_What the task asks_:
Taking each line of the material below in turn, count those containing the string "surface". Provide the number alone.

_Input for this task_:
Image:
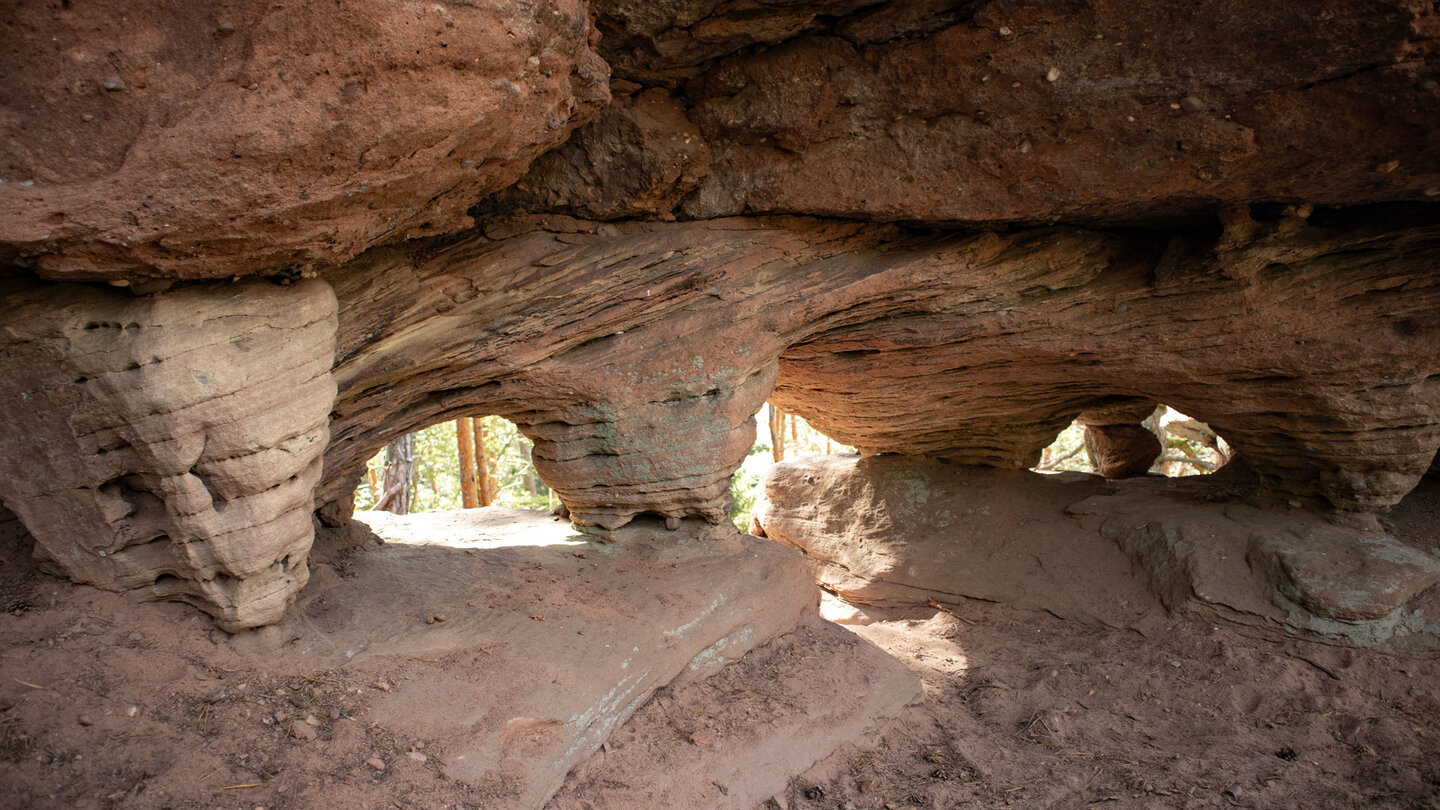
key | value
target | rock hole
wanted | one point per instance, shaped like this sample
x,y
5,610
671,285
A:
x,y
1187,447
425,470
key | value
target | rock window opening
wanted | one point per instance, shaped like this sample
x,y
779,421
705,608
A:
x,y
457,464
778,435
1185,447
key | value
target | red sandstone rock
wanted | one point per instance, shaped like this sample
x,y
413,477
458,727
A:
x,y
169,446
193,140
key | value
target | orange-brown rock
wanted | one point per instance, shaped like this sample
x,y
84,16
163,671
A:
x,y
609,342
1106,111
1118,444
169,446
199,140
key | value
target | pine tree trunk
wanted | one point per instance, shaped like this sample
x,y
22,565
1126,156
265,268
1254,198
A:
x,y
465,440
483,483
399,464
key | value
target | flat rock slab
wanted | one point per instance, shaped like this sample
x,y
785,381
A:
x,y
735,740
526,644
893,529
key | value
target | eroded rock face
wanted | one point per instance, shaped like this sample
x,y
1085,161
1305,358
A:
x,y
169,446
635,355
1187,224
896,529
193,140
1118,444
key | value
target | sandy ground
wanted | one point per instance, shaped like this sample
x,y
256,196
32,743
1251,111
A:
x,y
104,704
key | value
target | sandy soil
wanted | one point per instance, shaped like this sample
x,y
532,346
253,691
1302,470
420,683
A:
x,y
104,704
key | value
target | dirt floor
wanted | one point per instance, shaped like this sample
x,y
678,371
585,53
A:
x,y
104,704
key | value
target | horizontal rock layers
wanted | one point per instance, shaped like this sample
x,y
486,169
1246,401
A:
x,y
930,228
169,446
635,355
945,111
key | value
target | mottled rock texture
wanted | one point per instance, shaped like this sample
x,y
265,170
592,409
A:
x,y
634,355
1118,443
939,229
894,529
169,446
956,111
205,140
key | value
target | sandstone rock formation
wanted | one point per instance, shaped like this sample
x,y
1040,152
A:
x,y
169,446
180,140
893,529
936,229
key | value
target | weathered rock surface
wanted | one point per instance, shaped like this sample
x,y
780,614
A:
x,y
169,446
192,140
1177,203
608,342
1033,111
1118,443
560,650
894,529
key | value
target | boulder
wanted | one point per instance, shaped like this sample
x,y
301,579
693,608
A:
x,y
169,446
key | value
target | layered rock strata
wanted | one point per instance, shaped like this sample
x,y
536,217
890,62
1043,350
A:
x,y
169,446
894,529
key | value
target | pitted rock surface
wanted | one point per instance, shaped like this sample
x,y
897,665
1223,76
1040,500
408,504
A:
x,y
169,446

_Finished exercise_:
2